* Task statement *
Pick up the news report on the World AIDS Day march in Nevis after its last sentence and continue it.

* Source text *
★ ★ ★
Human World AIDS Day Ribbon In Nevis
December 01, 2008
Inclement weather did not derail the efforts of the HIV/AIDS Unit on Nevis to mark the 20th anniversary of World Aids Day on Monday December 1. The march through the streets of Charlestown to Grove Park went ahead as planned with students, health personnel and private citizens under the theme “Stop AIDS Keep the Promise: Lead Empower Deliver”.
During a brief ceremony, Minister of Health in the Nevis Island Administration (NIA) Hon. Hensley Daniel said despite the public’s substantial knowledge on how the disease was contracted and its danger, their behaviour was lacking.
He expressed the hope that that the gap between the knowledge of HIV/AIDS and behaviour could be bridged which would in time, reduce its incidence on the island.
The Health Minister pointed to the cost of treatment for HIV/AIDS patients which he described as a significant amount of money that could be used for other things.
★ ★ ★
* Information shown *

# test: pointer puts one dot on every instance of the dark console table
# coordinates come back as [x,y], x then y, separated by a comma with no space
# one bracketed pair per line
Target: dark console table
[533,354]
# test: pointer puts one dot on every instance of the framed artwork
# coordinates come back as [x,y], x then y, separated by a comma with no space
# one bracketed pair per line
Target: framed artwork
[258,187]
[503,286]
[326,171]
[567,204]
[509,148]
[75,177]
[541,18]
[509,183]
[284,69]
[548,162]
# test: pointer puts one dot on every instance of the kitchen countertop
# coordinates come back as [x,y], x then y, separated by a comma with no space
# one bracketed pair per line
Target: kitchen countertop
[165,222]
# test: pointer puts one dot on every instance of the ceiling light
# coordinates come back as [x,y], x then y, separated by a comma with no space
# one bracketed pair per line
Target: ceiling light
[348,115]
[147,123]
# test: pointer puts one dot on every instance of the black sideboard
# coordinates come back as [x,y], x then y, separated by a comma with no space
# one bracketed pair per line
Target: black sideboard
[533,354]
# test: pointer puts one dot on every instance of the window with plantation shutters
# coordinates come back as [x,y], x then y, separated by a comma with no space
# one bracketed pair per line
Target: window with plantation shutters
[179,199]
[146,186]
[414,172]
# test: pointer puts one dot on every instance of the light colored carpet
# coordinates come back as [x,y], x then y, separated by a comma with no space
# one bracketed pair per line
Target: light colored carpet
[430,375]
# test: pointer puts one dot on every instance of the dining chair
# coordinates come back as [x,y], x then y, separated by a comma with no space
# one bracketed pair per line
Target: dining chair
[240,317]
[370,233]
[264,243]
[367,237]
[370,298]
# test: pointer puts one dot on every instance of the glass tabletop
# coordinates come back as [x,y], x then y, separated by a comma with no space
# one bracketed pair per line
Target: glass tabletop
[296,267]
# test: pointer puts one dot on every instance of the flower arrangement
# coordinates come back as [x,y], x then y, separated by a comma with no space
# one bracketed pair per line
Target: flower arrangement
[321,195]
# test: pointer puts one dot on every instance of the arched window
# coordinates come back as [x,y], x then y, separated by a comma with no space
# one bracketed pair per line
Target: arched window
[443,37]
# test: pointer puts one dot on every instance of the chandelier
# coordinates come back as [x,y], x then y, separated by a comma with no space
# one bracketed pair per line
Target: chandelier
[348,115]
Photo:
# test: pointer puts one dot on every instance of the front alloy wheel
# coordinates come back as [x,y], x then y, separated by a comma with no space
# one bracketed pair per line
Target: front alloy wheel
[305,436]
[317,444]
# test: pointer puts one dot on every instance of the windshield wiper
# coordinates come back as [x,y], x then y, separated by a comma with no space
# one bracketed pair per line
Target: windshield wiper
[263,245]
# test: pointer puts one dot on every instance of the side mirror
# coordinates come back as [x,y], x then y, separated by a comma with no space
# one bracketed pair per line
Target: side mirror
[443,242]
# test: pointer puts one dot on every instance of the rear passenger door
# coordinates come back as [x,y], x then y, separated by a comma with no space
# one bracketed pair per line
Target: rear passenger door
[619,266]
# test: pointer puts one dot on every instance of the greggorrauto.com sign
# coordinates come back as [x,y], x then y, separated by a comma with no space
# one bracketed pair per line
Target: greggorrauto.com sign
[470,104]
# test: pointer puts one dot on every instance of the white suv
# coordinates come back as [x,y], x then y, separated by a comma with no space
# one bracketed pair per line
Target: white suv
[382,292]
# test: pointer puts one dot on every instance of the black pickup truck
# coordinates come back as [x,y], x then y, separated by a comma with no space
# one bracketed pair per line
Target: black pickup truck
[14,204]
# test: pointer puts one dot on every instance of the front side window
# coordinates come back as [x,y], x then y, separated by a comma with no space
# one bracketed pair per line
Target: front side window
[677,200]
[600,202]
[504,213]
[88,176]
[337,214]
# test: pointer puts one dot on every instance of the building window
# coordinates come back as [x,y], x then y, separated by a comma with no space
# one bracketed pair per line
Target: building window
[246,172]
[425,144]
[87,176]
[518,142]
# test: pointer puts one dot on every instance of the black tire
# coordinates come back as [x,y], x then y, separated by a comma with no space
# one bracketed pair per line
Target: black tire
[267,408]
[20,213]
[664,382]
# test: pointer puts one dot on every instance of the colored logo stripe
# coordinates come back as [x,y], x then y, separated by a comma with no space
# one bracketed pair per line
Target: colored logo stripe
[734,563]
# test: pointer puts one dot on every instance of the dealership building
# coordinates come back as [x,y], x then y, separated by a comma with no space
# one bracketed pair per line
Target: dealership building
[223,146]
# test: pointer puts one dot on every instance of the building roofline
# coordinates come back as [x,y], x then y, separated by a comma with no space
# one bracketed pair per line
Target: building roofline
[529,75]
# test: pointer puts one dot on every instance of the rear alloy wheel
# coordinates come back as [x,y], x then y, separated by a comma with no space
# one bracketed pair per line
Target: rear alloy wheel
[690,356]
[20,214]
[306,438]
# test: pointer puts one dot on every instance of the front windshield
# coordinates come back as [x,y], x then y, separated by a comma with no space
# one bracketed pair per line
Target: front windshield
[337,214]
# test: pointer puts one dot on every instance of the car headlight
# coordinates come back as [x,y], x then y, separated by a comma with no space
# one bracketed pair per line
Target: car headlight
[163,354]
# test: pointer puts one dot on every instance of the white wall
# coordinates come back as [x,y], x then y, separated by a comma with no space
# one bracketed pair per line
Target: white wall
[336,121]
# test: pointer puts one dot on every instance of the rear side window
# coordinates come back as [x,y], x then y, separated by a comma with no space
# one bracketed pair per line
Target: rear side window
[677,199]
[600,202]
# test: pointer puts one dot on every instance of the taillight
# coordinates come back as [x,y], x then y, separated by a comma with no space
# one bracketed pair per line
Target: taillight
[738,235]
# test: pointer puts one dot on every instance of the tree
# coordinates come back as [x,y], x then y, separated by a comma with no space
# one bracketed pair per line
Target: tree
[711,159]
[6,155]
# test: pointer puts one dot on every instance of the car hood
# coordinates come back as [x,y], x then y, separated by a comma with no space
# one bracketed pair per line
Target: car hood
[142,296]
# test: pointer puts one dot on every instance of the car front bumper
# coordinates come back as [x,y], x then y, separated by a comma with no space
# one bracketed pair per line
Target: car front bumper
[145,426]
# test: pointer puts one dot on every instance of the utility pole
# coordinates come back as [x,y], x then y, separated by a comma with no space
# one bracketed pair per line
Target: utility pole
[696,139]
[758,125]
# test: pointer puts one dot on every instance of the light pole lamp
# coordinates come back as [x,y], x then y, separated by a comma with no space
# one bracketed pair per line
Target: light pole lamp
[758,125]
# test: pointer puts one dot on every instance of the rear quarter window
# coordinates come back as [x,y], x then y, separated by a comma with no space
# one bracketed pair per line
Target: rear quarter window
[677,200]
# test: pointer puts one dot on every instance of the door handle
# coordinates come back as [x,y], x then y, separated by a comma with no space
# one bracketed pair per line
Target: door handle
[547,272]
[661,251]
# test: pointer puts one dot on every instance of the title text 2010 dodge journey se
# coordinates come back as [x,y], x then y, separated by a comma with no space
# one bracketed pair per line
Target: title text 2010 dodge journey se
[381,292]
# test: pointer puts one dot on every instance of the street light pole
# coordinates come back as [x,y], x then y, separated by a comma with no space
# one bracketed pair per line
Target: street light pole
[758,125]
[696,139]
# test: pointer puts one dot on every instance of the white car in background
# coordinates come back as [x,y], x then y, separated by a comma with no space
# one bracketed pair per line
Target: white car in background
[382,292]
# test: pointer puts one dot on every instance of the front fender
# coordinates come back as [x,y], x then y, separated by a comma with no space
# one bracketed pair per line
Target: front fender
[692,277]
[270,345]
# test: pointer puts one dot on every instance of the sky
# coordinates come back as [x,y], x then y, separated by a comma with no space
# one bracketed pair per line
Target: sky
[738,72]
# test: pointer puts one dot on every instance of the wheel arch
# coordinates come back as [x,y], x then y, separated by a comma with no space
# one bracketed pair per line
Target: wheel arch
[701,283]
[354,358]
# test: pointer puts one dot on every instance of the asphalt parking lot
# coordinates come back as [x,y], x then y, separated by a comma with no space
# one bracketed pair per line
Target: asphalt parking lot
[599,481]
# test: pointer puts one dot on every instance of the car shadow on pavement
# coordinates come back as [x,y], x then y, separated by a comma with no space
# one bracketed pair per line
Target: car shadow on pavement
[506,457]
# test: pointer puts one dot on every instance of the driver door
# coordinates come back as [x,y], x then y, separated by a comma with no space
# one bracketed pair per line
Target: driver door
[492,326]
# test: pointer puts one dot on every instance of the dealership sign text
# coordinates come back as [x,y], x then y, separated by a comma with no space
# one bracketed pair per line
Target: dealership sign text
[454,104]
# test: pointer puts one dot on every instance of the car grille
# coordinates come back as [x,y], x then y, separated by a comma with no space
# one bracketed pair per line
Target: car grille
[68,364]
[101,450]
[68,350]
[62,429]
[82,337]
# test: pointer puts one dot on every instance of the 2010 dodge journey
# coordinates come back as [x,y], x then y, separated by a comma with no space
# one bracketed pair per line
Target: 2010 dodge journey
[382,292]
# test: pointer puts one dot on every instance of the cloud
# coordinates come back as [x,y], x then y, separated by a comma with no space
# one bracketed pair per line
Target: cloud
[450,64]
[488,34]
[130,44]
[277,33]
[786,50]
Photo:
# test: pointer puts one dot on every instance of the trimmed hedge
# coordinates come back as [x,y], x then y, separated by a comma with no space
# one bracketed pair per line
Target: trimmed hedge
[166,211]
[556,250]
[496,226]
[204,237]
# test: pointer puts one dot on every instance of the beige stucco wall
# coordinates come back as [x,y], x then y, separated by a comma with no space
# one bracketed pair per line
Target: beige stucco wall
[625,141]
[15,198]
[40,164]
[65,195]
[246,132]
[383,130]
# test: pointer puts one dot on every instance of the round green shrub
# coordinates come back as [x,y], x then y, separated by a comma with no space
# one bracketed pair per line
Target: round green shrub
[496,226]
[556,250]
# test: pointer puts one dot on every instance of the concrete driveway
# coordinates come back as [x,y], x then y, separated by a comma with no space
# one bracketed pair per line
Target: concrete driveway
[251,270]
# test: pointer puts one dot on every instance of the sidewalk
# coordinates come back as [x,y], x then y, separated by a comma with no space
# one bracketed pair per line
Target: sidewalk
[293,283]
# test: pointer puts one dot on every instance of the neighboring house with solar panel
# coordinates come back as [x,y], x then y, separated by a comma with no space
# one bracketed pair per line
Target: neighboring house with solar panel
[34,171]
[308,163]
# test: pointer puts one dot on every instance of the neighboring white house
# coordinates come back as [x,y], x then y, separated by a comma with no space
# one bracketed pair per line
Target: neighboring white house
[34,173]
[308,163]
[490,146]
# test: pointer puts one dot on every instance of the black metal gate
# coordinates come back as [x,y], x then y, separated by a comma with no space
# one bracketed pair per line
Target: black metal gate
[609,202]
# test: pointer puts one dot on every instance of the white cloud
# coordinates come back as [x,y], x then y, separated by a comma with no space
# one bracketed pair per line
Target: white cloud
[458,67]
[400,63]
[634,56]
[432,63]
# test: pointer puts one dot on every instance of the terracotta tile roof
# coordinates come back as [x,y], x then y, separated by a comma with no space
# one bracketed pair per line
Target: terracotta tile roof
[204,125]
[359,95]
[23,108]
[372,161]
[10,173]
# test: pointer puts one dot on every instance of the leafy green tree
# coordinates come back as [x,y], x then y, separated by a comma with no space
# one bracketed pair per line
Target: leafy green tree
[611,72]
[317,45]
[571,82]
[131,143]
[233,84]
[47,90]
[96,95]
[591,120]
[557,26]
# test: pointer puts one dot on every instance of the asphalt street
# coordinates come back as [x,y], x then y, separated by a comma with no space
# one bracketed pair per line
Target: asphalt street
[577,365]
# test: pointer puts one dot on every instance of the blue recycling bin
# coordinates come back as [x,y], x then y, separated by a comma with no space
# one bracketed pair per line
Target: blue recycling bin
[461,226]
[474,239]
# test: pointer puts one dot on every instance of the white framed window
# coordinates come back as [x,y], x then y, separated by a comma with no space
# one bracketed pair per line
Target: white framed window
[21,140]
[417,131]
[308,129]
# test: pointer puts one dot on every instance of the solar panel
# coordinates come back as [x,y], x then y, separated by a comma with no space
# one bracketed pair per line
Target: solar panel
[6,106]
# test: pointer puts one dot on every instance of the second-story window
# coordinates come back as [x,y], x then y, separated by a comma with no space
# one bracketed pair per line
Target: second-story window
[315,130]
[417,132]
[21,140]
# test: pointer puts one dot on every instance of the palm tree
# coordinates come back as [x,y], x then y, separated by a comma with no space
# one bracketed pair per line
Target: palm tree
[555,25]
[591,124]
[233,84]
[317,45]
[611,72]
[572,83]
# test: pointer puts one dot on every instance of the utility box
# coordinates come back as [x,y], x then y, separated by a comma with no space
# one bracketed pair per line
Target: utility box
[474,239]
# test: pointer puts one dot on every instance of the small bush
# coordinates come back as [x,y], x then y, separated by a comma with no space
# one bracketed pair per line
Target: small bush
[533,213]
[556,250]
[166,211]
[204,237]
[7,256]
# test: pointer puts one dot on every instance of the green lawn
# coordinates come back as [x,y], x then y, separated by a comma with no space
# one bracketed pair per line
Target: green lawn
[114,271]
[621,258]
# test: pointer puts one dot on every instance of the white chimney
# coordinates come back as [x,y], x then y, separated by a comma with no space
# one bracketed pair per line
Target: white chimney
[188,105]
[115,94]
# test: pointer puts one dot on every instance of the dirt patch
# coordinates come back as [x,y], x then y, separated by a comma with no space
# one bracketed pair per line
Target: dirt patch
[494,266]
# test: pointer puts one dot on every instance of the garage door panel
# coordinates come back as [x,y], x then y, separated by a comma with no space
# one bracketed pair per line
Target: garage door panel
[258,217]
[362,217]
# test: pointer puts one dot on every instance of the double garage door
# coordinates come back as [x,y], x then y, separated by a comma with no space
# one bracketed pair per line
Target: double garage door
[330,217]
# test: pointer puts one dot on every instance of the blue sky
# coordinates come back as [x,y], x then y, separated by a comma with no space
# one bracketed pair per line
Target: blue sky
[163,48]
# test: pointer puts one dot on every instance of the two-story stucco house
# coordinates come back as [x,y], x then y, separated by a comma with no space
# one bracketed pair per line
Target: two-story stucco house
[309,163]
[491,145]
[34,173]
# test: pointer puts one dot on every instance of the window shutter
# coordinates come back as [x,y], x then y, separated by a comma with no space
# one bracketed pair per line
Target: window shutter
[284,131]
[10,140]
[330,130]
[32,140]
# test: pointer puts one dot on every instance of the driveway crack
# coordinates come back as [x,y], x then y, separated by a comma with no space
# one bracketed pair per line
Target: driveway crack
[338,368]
★ ★ ★
* Task output *
“We have been meeting the cost of those people and just to give you an idea, to feed 12 people with anti retroviral drugs in Nevis is about $4,000-5,000 a month, So if you multiply that by a year you get $60,000.
“If you double the number of people we have to treat you get $120,000. So if the number of cases requiring treatment moves from 12 to 24 just the treatment alone costs $120,000 a year,” he said.
He warned that the responsibility to control the spread of AIDS rested with every individual for the protection of their family and community. An increase in the incidence of HIV/AIDS Mr. Daniel said would be felt in the pockets.
Acting Permanent Secretary in the Ministry of Health and Health Planner Mrs. Nicole Slack-Liburd said the NIA had led the way when it established the HIV/AIDS Unit which was guided by a National Strategic Plan for HIV/AIDS.
She said though much had been accomplished, the battle was far from over. The island still averaged three new cases of HIV/AIDS per year and 14 individuals continued to access care and treatment services.
Mrs. Slack-Liburd noted that there should be no shortage of leaders to fight the disease.
“Let us accelerate our response to the disease by searching for the leader within each and every one of us. It is our civic duty to empower ourselves so we can be delivered from the scourge of the disease,” she said.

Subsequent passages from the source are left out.